*** ENTRIES SUPPLIED Section Begins ***
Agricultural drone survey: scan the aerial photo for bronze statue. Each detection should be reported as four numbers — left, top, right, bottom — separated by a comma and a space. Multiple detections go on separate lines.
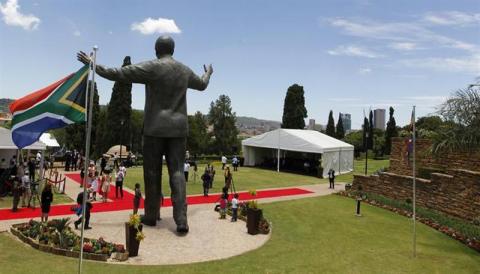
78, 36, 213, 233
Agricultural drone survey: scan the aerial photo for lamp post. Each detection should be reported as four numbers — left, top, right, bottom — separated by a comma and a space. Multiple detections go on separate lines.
364, 132, 369, 175
119, 119, 125, 167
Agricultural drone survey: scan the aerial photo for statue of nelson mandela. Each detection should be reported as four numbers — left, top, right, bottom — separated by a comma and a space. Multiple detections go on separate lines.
78, 36, 213, 233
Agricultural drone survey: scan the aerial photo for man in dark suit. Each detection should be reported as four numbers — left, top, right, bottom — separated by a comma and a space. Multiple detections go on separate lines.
78, 36, 213, 233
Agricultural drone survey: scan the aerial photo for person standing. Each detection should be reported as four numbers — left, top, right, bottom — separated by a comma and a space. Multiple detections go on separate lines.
113, 152, 119, 171
101, 172, 111, 202
41, 183, 53, 222
328, 168, 335, 189
201, 169, 211, 197
21, 172, 31, 208
11, 177, 22, 212
232, 156, 239, 171
100, 156, 107, 175
231, 193, 239, 222
221, 155, 227, 170
224, 166, 233, 193
183, 161, 190, 182
133, 183, 142, 214
27, 158, 36, 183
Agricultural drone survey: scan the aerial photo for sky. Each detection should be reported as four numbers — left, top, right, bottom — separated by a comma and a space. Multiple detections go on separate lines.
0, 0, 479, 129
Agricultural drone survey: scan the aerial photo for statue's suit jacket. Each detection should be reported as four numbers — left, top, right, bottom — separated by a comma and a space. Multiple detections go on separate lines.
96, 56, 210, 138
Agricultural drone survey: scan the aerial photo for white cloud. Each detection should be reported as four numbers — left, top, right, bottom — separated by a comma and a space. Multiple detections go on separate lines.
400, 55, 480, 74
73, 30, 81, 36
358, 68, 372, 74
0, 0, 40, 30
424, 11, 480, 26
131, 17, 181, 35
328, 18, 478, 53
390, 42, 418, 51
327, 45, 382, 58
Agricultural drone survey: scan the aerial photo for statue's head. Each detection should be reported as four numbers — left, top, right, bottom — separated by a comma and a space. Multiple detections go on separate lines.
123, 56, 131, 67
155, 36, 175, 57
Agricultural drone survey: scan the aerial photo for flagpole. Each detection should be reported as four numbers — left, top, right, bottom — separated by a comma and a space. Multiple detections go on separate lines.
412, 105, 416, 258
78, 45, 98, 274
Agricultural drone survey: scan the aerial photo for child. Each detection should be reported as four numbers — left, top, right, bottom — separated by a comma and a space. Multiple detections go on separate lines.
101, 172, 111, 202
89, 172, 98, 201
41, 183, 53, 222
219, 193, 227, 219
231, 193, 239, 222
133, 183, 141, 214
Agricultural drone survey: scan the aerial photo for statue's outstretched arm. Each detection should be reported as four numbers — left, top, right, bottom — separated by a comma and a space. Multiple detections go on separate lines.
188, 64, 213, 91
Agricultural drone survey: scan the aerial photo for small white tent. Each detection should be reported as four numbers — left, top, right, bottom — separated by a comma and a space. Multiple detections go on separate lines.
242, 129, 354, 178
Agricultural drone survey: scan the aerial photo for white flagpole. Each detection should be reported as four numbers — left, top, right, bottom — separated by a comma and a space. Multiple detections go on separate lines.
78, 45, 98, 274
412, 105, 416, 258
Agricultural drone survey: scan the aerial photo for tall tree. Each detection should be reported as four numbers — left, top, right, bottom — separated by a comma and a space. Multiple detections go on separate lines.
281, 84, 307, 129
208, 95, 239, 154
326, 110, 336, 137
384, 106, 398, 154
362, 116, 370, 152
130, 109, 144, 154
103, 56, 133, 153
368, 110, 374, 149
187, 111, 209, 156
64, 81, 100, 156
336, 113, 345, 139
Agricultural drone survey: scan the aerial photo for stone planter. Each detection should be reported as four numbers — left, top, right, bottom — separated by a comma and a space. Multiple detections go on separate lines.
125, 222, 142, 257
247, 208, 262, 235
113, 251, 129, 261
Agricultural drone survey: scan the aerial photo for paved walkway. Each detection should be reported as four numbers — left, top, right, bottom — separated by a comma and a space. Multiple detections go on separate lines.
0, 169, 344, 265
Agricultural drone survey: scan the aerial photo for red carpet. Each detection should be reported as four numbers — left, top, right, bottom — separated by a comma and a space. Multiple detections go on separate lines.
0, 173, 312, 221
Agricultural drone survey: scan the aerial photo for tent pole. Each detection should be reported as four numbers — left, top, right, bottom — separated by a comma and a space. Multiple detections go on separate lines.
338, 148, 341, 175
277, 149, 280, 172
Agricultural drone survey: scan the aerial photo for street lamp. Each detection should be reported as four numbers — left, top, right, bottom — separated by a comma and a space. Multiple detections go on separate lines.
364, 132, 369, 175
119, 119, 125, 167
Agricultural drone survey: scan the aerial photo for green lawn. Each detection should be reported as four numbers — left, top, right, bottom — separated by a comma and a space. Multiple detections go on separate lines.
122, 159, 389, 196
0, 191, 73, 209
0, 195, 478, 274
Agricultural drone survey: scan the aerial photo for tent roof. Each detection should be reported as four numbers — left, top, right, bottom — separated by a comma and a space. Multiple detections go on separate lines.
106, 145, 129, 157
241, 128, 353, 154
0, 127, 46, 150
39, 133, 60, 147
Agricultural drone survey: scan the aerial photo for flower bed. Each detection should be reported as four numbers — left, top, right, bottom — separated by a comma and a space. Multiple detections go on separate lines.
337, 191, 480, 253
10, 218, 128, 262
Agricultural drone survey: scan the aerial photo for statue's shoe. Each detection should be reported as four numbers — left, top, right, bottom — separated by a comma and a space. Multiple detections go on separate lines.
176, 224, 189, 234
140, 214, 157, 226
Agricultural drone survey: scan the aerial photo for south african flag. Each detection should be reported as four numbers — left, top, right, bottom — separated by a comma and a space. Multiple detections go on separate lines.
10, 65, 90, 149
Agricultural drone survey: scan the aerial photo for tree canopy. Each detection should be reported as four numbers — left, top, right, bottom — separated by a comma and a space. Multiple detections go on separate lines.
384, 106, 398, 155
325, 110, 335, 137
336, 113, 345, 139
281, 84, 307, 129
208, 95, 239, 154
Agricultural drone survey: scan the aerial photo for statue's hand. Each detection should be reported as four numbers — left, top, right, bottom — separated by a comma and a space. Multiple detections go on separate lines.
77, 51, 91, 65
203, 64, 213, 75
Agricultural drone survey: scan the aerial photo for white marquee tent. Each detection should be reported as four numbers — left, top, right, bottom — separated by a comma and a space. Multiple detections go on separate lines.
242, 129, 354, 178
0, 127, 46, 161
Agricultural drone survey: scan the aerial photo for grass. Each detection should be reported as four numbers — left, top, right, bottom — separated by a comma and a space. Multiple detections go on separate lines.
0, 191, 73, 209
122, 159, 390, 196
0, 194, 478, 274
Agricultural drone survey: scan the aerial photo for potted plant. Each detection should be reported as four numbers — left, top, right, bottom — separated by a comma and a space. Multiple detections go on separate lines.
246, 190, 262, 235
125, 214, 145, 257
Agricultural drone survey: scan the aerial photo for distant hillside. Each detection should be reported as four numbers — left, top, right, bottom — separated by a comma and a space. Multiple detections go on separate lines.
236, 116, 280, 129
0, 98, 14, 113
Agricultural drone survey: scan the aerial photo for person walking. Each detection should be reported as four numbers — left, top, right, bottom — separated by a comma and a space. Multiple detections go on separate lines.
224, 166, 233, 193
74, 191, 92, 230
40, 183, 53, 222
183, 161, 190, 182
328, 168, 335, 189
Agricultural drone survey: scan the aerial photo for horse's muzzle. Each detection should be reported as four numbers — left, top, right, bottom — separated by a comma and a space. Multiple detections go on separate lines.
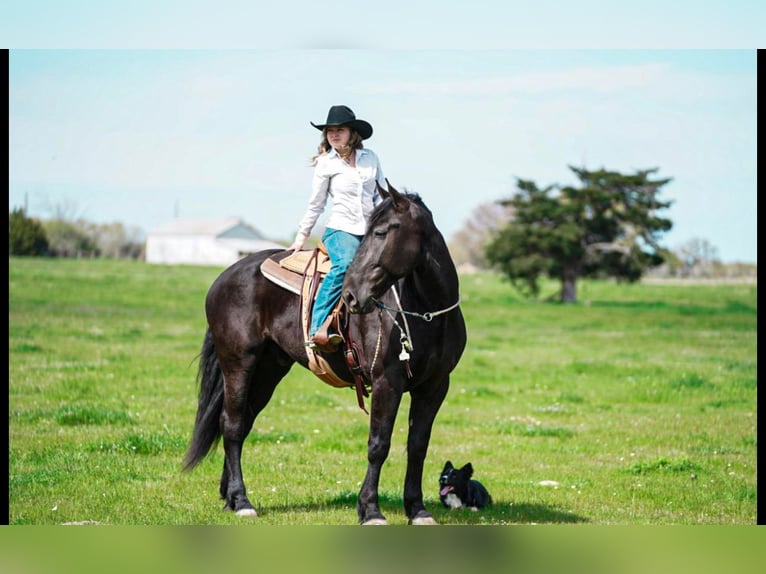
343, 290, 374, 314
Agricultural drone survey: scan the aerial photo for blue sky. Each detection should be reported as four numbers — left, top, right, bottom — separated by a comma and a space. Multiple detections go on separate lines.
5, 3, 761, 263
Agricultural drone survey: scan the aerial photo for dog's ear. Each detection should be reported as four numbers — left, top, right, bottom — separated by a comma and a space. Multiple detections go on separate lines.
443, 461, 453, 471
462, 463, 474, 478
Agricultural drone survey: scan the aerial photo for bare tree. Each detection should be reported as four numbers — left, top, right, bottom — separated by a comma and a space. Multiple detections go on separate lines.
448, 202, 514, 270
676, 238, 722, 278
85, 221, 145, 259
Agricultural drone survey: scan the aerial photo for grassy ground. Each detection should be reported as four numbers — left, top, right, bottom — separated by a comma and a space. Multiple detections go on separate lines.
8, 257, 757, 525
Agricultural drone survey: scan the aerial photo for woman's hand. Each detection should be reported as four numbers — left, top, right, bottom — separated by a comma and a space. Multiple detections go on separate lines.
288, 239, 304, 252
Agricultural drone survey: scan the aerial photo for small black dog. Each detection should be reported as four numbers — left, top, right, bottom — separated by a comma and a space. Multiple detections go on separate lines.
439, 460, 492, 510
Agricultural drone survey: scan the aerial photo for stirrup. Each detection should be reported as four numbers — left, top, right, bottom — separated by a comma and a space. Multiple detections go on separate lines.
312, 329, 342, 350
327, 332, 343, 345
310, 339, 339, 354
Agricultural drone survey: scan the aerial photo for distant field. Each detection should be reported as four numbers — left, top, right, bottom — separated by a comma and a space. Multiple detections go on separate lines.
8, 257, 757, 525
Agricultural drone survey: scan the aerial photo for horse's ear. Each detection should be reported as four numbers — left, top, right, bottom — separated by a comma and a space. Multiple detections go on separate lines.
385, 178, 409, 212
376, 180, 389, 200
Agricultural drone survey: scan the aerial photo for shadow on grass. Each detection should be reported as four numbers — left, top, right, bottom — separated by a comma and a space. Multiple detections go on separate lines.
429, 500, 587, 525
256, 492, 588, 525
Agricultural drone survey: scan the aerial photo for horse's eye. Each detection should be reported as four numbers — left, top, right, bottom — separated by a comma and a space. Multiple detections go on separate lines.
374, 222, 400, 238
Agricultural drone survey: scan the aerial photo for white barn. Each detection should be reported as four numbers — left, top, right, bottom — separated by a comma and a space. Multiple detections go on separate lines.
145, 217, 285, 266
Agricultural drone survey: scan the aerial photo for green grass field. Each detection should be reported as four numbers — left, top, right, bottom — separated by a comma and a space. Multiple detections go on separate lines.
8, 257, 757, 525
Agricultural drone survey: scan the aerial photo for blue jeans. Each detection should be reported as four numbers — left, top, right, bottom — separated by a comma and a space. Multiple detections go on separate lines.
310, 228, 362, 337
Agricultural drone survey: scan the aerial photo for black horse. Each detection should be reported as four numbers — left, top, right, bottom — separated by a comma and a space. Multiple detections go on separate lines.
183, 182, 467, 525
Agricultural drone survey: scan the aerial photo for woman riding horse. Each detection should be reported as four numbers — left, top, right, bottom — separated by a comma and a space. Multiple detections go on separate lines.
184, 182, 466, 525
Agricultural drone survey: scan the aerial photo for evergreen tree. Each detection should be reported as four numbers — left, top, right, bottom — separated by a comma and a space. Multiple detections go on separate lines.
9, 208, 49, 256
486, 166, 673, 302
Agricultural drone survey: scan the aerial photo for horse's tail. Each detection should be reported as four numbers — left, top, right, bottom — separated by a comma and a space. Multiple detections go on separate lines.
183, 328, 224, 471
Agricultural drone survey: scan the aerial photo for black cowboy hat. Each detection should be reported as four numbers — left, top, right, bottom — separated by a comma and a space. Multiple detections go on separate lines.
311, 105, 373, 140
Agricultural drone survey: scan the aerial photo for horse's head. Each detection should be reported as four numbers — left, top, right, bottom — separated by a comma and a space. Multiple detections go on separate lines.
343, 180, 429, 314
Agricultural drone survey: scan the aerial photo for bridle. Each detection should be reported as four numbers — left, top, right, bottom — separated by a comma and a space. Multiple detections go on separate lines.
367, 286, 461, 379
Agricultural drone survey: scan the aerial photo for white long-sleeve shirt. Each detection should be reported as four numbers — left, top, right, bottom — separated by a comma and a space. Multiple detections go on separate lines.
293, 147, 387, 244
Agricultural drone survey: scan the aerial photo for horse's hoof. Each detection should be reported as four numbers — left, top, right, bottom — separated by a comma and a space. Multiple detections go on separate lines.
409, 516, 438, 525
235, 508, 258, 518
362, 518, 388, 525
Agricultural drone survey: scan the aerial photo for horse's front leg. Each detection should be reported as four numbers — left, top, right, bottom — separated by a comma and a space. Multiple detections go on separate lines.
403, 377, 450, 525
357, 381, 402, 525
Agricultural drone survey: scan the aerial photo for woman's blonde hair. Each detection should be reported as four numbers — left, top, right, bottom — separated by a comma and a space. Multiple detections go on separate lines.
311, 127, 364, 164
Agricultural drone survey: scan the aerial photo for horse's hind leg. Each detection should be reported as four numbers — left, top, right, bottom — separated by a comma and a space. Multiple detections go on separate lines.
219, 345, 292, 516
403, 377, 450, 525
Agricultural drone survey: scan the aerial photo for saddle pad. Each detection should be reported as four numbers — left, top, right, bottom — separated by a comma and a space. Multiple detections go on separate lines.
261, 257, 302, 295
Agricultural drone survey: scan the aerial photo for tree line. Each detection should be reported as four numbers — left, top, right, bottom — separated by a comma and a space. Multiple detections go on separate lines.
11, 164, 755, 304
9, 207, 144, 260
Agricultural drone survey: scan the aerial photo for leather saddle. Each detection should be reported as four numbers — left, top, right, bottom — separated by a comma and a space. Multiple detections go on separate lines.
261, 245, 371, 411
260, 246, 332, 296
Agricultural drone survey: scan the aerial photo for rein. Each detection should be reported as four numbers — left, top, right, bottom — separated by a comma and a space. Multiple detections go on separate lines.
371, 295, 462, 322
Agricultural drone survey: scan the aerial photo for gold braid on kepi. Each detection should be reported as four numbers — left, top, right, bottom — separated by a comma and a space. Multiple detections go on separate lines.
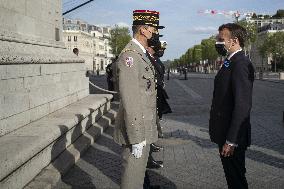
133, 10, 165, 29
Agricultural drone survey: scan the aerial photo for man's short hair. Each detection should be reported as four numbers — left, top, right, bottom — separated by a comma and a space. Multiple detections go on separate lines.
218, 23, 247, 48
132, 25, 149, 35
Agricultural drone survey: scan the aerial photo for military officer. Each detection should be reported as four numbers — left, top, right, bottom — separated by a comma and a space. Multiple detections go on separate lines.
113, 10, 164, 189
153, 41, 172, 120
145, 40, 172, 169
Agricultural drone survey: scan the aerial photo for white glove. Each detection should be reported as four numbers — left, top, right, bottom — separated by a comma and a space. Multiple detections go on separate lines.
131, 140, 146, 159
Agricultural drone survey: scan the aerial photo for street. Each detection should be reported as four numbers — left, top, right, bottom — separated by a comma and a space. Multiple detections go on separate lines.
55, 73, 284, 189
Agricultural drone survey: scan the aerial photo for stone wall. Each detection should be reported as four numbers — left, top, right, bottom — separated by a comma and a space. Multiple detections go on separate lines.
0, 63, 89, 136
0, 0, 63, 47
0, 0, 90, 136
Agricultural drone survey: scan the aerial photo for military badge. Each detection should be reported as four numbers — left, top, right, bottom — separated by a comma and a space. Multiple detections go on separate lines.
125, 57, 134, 67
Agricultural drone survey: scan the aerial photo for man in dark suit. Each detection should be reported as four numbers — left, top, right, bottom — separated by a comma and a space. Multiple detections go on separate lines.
209, 23, 255, 189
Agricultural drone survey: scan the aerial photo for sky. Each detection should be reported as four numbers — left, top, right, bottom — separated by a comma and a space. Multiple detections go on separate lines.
62, 0, 284, 60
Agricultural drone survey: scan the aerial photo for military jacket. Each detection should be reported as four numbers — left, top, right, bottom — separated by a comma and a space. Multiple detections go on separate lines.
113, 40, 158, 145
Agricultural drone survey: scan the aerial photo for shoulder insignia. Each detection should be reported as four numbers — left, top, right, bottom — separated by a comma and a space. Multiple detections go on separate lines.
122, 49, 143, 57
125, 57, 134, 67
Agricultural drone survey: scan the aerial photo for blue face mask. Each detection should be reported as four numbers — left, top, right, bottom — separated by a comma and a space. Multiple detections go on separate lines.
215, 41, 227, 56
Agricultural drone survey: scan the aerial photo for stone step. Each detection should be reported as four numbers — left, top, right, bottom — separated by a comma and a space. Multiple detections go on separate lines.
24, 110, 117, 189
0, 94, 115, 189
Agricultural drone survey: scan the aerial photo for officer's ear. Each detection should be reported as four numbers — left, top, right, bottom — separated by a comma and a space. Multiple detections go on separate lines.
140, 26, 147, 35
232, 37, 238, 46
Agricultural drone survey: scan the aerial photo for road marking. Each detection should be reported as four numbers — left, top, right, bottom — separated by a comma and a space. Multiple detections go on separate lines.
173, 79, 202, 100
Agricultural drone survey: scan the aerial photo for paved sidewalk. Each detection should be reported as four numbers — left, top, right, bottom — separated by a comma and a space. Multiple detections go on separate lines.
55, 74, 284, 189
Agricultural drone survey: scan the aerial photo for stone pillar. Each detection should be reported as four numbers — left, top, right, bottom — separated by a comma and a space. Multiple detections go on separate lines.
0, 0, 89, 136
279, 72, 284, 80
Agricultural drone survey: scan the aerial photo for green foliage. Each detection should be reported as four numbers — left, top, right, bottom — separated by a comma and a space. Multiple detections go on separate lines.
171, 59, 180, 68
201, 37, 218, 64
185, 48, 193, 64
237, 20, 257, 44
259, 32, 284, 57
109, 26, 131, 56
192, 45, 202, 63
272, 9, 284, 18
258, 32, 284, 71
170, 35, 218, 68
252, 13, 257, 19
263, 15, 271, 19
257, 34, 269, 58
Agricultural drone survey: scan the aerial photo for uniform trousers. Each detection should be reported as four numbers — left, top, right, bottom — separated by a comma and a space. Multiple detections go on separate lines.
121, 144, 150, 189
219, 146, 248, 189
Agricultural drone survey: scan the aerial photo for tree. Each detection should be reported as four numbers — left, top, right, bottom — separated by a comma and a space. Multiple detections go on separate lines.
237, 20, 257, 58
264, 15, 271, 19
258, 32, 284, 71
272, 9, 284, 18
185, 48, 193, 65
192, 45, 202, 64
252, 13, 257, 19
109, 26, 131, 56
201, 36, 218, 65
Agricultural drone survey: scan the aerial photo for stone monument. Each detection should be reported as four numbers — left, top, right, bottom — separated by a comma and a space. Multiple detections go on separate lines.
0, 0, 89, 136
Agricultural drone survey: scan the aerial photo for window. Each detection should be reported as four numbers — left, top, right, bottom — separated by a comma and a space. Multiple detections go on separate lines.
74, 36, 77, 42
55, 28, 60, 41
68, 36, 71, 41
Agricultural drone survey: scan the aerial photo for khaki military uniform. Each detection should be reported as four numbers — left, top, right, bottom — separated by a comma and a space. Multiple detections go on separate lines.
113, 39, 158, 189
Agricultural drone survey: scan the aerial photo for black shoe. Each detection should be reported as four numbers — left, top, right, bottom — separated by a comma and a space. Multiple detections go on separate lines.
150, 143, 163, 152
150, 185, 161, 189
147, 159, 163, 169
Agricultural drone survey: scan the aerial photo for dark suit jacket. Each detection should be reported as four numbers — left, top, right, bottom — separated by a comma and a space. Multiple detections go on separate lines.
209, 51, 255, 147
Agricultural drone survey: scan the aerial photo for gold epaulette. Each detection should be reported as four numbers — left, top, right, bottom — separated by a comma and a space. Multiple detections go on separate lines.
121, 49, 144, 57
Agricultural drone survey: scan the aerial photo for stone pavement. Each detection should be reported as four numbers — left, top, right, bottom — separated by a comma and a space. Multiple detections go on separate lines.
54, 74, 284, 189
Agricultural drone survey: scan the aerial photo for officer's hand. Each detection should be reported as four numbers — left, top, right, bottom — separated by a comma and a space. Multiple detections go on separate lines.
132, 141, 146, 159
221, 143, 235, 157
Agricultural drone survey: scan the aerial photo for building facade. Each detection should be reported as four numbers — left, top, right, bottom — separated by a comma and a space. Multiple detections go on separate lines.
62, 18, 114, 73
245, 14, 284, 28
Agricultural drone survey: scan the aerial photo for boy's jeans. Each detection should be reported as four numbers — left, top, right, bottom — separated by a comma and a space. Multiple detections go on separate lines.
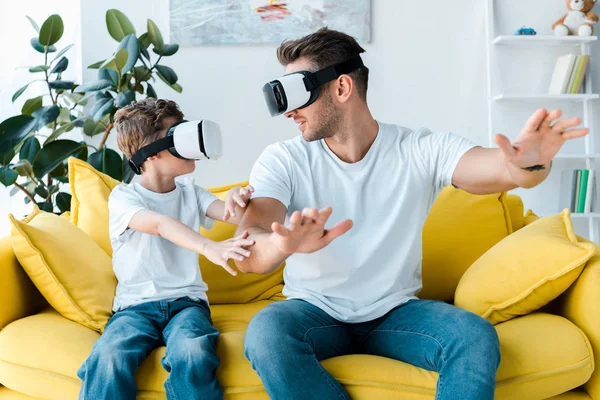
*** ENTRIES SUPPLIED Section Ends ***
Each line from the one containing "Agricultural drone survey: scan the aerial photo for building" through the last line of the entries above is to be extracted exactly. Pictures are not part of the copy.

**RESPONSE:**
Agricultural drone survey: scan the aerial photo for building facade. Each detection should be reported as four numbers — left, top, right, bottom — separated by a comma and a space. Multiple detections go on separate lines.
62, 18, 114, 73
245, 14, 284, 28
Agricultural drone survey: scan the aerial photo for boy's jeans. Each detection should be reported as four numbers — left, top, right, bottom — separated by a comma and a space. Multiple detections go on separate lines.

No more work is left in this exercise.